[Extrahierter Text]
# Suche einen Einladungs-Code



## Exolio (2. September 2014)

Wie der Titel sagt kann ich noch einen Einladungs-Code eingeben bevor ich ich meinen Account erweitere. Derjenige der mir zuerst seinen per PN schickt bekommt den Zuschlag.
Dadurch bekommt ihr und ich bestimmte Bonusgegenstände.

Also ran an die Tasten, möchte heute noch verlängern.^^

Edit:
Sehe gerade dass das ganze per Email passieren muss. Also PN von jemanden der mir einen Code per Mail schicken möchte. 

Edit 2:
Angebot gillt immer noch. Los, wir bekommen beide eine Feder die bis Lvl 25 20% mehr Exp gibt. Ausserdem bekommt ihr irgendwann ein Reittier wenn ich das nächste mal verlängere.


----------



## Barunin (25. Februar 2015)

[Daten zur Aufgabe]
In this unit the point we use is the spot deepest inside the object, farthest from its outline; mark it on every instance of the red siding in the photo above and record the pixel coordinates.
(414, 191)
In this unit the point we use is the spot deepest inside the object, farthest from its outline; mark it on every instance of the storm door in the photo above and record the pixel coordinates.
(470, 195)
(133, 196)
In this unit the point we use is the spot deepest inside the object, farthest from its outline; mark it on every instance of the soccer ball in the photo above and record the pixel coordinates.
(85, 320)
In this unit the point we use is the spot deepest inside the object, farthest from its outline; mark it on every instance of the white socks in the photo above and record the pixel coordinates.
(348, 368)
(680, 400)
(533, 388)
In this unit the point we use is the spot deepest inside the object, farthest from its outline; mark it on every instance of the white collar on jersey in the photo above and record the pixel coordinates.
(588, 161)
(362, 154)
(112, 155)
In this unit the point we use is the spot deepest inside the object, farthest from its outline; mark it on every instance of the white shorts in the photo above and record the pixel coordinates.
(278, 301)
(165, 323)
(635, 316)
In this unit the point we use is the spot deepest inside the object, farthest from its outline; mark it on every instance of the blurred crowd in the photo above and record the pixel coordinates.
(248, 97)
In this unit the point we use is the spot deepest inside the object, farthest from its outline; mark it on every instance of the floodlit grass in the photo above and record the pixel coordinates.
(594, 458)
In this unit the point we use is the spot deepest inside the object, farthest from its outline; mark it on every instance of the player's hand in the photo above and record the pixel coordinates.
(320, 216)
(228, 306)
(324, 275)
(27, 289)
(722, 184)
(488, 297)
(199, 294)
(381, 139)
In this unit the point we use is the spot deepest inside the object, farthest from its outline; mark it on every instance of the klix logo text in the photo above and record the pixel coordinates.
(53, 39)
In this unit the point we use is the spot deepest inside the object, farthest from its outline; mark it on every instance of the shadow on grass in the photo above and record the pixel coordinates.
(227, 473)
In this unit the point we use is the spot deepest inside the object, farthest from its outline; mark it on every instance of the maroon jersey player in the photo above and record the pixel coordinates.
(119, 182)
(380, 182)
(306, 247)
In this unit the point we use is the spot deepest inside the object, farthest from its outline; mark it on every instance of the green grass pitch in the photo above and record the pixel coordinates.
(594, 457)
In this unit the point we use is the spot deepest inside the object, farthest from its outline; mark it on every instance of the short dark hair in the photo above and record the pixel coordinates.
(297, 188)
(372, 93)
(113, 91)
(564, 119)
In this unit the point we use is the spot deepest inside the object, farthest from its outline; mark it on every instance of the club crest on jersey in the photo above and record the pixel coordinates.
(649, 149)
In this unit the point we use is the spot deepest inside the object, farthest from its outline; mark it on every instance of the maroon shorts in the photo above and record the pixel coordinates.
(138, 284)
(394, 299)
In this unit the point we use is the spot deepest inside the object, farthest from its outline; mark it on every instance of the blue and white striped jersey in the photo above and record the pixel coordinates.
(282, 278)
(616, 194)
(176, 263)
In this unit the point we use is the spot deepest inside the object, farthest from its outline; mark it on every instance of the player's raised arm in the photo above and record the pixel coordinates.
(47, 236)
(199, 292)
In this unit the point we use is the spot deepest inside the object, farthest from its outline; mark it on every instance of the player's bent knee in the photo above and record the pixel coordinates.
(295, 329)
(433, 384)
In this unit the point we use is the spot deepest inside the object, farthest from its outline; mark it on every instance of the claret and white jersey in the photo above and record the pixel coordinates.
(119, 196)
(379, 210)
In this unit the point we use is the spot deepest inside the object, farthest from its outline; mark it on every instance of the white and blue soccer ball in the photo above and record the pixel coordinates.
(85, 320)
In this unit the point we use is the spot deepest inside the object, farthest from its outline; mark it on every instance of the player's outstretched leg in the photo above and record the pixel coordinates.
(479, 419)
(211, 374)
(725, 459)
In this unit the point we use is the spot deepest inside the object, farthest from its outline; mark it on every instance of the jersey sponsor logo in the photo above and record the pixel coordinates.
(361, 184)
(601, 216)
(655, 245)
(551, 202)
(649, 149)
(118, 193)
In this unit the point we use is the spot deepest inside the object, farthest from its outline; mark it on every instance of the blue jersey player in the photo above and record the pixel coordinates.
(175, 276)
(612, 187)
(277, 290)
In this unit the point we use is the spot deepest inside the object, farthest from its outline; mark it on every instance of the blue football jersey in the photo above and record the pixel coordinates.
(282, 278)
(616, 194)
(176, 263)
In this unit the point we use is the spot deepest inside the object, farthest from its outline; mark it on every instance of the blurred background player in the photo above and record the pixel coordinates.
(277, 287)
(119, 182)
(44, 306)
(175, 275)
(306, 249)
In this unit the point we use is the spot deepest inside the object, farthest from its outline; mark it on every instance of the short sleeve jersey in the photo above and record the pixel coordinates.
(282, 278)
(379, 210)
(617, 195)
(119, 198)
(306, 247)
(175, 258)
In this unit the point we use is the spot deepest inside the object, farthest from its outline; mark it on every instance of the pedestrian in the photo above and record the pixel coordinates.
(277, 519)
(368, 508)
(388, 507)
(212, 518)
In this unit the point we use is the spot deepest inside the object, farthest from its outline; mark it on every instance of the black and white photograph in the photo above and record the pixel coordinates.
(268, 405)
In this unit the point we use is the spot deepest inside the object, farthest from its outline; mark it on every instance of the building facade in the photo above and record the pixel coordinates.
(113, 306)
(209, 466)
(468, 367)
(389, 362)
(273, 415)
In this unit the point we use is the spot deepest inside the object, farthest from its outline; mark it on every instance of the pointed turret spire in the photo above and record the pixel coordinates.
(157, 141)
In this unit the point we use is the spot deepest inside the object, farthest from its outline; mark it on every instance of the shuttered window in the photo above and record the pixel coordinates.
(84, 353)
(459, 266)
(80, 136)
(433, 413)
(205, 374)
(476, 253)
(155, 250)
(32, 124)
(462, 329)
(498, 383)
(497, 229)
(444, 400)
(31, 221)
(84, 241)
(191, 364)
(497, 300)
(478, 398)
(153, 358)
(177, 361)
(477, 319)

[Aufgabe 1] Zähle die Zeilen der Datensätze, in denen die Zeichenfolge „blurred“ vorkommt, und gib nur diese Anzahl aus.
[Aufgabe 2] Führe den Forenthread über die Suche nach einem Einladungs-Code im Anschluss an seine letzte Zeile weiter.

[Ausgabe 1] 2

[Ausgabe 2]
Ich suche ebenfalls einen Einladungs-Code. Bei PN teile ich dem ersten meine Email-Adresse mit.


----------



## Vonweither (15. April 2015)

Hallo!

 

Ich interessiere mich sehr für einen Einladungs (Freundschafts)-Code. Würde mich sehr freuen, eine PM zu erhalten!!!


----------



## Shoutan (25. Juni 2015)

Hai zusammen

Wer noch einen Code sucht.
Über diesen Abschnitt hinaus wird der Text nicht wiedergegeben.